§ Tareas por hacer:
**A.** Según el texto sobre el cuadro vivo en La Regenta, ¿cómo denominan los franceses a los «cuadros vivos»?
**B.** Transcribe el fragmento del texto sobre el cuadro vivo en La Regenta que empieza en "Un cuadro vivo" y termina en "denominan los franceses.".
**C.** Prosigue el texto sobre el cuadro vivo en La Regenta a partir de su última oración.
━━━━━ Documento
Un cuadro vivo en «La Regenta»

No cabe duda de que los dispositivos ópticos posibilitaron nuevas formas de mirar que se perciben con especial acogida en La Regenta de Clarín, como ya he señalado en otra ocasión; pero ahora no voy a ocuparme de la influencia de estos artilugios y de los espectáculos que surgieron en torno a ellos, sino de otro tipo de espectáculos que fueron igualmente populares en el siglo XIX. Se trata de los «cuadros vivos» o tableaux vivants como los denominan los franceses.
     Solían consistir en representaciones escénicas de cuadros de pintores famosos, ejecutados por actores que en posición estática en un escenario solían reproducir la disposición pictórica. En algunas ocasiones la interpretación podía enriquecerse con «pintura escenográfica de fondo, elementos escénicos corpóreos, proyección de disolvencias, música y efectos sonoros, lumínicos y pirotécnicos»  (Machetti). Todo ello explica que tanto el narrador como la propia Regenta, puedan decir que ,  al vestirse de nazarena y salir de procesión del Viernes Santo, tras el Entierro, estaba dándose en espectáculo a la malicia, a la envidia, a todos los pecados capitales, que contemplarían desde aceras y balcones aquel cuadro vivo que ella iba a representar.
━━━━━━━━━━
━━━━━ Ítems proporcionados
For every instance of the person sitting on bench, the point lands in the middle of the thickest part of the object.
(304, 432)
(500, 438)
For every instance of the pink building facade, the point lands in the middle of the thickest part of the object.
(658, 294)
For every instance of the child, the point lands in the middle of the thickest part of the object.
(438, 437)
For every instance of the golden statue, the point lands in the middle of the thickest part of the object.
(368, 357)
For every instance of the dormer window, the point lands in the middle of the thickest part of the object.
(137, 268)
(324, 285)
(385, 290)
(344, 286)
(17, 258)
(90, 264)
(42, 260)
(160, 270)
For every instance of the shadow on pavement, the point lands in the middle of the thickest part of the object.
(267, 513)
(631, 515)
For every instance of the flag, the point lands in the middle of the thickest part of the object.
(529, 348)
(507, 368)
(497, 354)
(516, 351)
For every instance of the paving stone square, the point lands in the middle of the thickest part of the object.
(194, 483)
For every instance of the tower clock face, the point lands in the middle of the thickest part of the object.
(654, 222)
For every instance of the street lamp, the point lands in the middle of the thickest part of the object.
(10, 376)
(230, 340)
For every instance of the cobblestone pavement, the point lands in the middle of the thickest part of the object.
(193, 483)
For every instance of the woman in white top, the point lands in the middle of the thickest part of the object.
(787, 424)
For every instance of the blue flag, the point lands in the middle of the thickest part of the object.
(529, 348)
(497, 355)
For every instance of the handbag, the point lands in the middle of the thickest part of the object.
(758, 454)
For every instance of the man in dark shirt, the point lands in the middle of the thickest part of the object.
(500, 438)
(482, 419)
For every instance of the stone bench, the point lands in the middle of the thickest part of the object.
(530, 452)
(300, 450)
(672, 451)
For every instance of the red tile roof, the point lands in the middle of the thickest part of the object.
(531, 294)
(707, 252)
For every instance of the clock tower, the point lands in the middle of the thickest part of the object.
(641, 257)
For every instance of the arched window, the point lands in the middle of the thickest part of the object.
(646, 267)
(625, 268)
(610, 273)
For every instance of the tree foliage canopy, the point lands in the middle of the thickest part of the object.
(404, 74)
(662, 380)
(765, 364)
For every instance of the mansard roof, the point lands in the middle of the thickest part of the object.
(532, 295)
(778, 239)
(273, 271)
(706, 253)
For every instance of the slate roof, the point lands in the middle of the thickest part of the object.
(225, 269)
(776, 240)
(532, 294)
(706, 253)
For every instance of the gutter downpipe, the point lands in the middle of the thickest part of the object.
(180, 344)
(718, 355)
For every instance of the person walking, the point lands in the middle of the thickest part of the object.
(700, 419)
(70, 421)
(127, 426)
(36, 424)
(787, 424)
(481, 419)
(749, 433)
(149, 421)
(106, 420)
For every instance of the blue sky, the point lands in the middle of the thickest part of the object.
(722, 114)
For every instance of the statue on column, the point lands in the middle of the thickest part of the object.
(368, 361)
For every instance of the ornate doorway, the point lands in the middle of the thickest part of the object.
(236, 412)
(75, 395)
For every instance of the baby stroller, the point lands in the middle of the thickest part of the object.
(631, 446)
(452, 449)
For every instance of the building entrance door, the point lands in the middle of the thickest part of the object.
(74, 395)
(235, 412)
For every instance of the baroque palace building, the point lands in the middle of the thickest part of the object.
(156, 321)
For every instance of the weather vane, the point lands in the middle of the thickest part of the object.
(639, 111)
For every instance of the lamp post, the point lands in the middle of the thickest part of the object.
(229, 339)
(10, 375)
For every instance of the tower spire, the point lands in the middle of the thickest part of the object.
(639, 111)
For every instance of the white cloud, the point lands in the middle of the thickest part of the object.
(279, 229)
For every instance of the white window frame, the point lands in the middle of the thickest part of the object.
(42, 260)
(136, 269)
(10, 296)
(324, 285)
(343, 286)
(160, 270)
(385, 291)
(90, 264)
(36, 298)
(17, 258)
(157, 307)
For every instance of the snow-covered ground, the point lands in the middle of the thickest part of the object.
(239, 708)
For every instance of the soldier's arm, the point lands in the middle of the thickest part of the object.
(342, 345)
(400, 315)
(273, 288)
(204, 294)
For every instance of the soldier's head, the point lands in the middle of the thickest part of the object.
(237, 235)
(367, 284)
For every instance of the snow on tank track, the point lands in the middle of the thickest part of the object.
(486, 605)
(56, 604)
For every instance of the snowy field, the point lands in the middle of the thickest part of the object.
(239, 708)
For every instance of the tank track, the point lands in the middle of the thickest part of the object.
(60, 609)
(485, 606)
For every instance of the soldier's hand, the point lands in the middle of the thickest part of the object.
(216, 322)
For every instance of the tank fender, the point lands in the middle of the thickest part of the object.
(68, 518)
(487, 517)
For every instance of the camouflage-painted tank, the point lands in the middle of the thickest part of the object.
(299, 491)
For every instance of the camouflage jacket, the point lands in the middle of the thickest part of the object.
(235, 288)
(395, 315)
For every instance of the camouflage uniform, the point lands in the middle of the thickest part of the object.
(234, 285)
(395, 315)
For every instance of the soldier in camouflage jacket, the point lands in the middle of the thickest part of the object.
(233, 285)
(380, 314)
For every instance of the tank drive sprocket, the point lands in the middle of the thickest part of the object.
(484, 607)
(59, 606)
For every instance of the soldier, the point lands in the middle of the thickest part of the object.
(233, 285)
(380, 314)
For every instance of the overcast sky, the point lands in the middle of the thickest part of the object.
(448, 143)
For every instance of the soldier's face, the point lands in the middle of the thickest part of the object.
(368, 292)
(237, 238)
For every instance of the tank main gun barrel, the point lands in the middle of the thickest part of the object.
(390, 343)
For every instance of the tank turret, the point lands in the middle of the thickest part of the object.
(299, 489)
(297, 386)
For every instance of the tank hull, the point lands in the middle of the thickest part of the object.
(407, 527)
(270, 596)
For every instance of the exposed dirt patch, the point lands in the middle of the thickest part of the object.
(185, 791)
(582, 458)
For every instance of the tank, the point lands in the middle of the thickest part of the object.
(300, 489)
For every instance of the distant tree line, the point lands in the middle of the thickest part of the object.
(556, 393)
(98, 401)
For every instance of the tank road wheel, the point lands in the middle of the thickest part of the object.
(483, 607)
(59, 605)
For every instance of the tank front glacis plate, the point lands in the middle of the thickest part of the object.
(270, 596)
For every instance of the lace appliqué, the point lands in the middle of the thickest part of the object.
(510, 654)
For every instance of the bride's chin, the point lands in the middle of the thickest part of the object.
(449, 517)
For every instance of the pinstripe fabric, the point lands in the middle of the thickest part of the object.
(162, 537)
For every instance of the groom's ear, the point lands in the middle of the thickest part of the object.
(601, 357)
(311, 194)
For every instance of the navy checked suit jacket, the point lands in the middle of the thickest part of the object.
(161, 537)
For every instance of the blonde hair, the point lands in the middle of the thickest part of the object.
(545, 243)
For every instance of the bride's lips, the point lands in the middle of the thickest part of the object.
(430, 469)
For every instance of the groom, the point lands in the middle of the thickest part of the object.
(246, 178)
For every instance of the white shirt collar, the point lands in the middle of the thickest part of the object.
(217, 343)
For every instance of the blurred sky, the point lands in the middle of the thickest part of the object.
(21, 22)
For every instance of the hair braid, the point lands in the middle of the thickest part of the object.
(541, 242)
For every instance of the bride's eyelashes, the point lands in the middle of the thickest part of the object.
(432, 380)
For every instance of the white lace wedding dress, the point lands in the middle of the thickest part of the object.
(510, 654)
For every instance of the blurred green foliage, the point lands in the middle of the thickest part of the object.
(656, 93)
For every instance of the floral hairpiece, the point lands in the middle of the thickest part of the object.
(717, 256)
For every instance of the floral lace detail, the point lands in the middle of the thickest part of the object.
━━━━━━━━━━
§ Resultados en orden:
**A.** Los denominan tableaux vivants.

**B.**
Un cuadro vivo en «La Regenta»

No cabe duda de que los dispositivos ópticos posibilitaron nuevas formas de mirar que se perciben con especial acogida en La Regenta de Clarín, como ya he señalado en otra ocasión; pero ahora no voy a ocuparme de la influencia de estos artilugios y de los espectáculos que surgieron en torno a ellos, sino de otro tipo de espectáculos que fueron igualmente populares en el siglo XIX. Se trata de los «cuadros vivos» o tableaux vivants como los denominan los franceses.

**C.**
Cabe añadir que tanto La Regenta, como luego confirma Víctor Quintanar, nos informa de que se había inspirado en una escena similar que el matrimonio había contemplado en Zaragoza, precisamente uno de los lugares adonde llevó sus cuadros vivos Monsieur Farriol
* SANDRO MACHETTI, «Monsieur Farriol, los cuadros vivos, la pintura y el cine. Notas acerca de un espectáculo precinematográfico», D' Art: Revista del Departament d'Historia de l'Arte nº 21 (1995), pp. 17-36.

domingo, 13 de abril de 2014

El voyeurismo de Fermín de Pas.

Aunque casi me pilla -en realidad me ha pillado ya- la Semana Santa, no puedo dejar de publicar esta entrada que tenía preparada desde el verano pasado, porque a ver, este Magistral tambien peca y no solo de deseo sino de hecho, pero vayamos poco a poco y aquí está la primera aparición del magistral en su salsa, que aunque explícitamente solo se hable de soberbia y de gula, el trasfondo es más amplio.
Bismarck, oculto, vio con espanto que el canónigo sacaba de un bolsillo interior de la sotana un tubo que a él le pareció de oro. Vio que el tubo se dejaba estirar como si fuera de goma y se convertía en dos, y luego en tres, todos seguidos, pegados. Indudablemente aquello era un cañón chico, suficiente para acabar con un delantero tan insignificante como él. No; era un fusil porque el Magistral lo acercaba a la cara y hacía con él puntería. Bismarck respiró: no iba con su personilla aquel disparo; apuntaba el carca hacia la calle, asomado a una ventana. El acólito, de puntillas, sin hacer ruido, se había acercado por detrás al Provisor y procuraba seguir la dirección del catalejo. Celedonio era un monaguillo de mundo, entraba como amigo de confianza en las mejores casas de Vetusta, y si supiera que Bismarck tomaba un anteojo por un fusil, se le reiría en las narices.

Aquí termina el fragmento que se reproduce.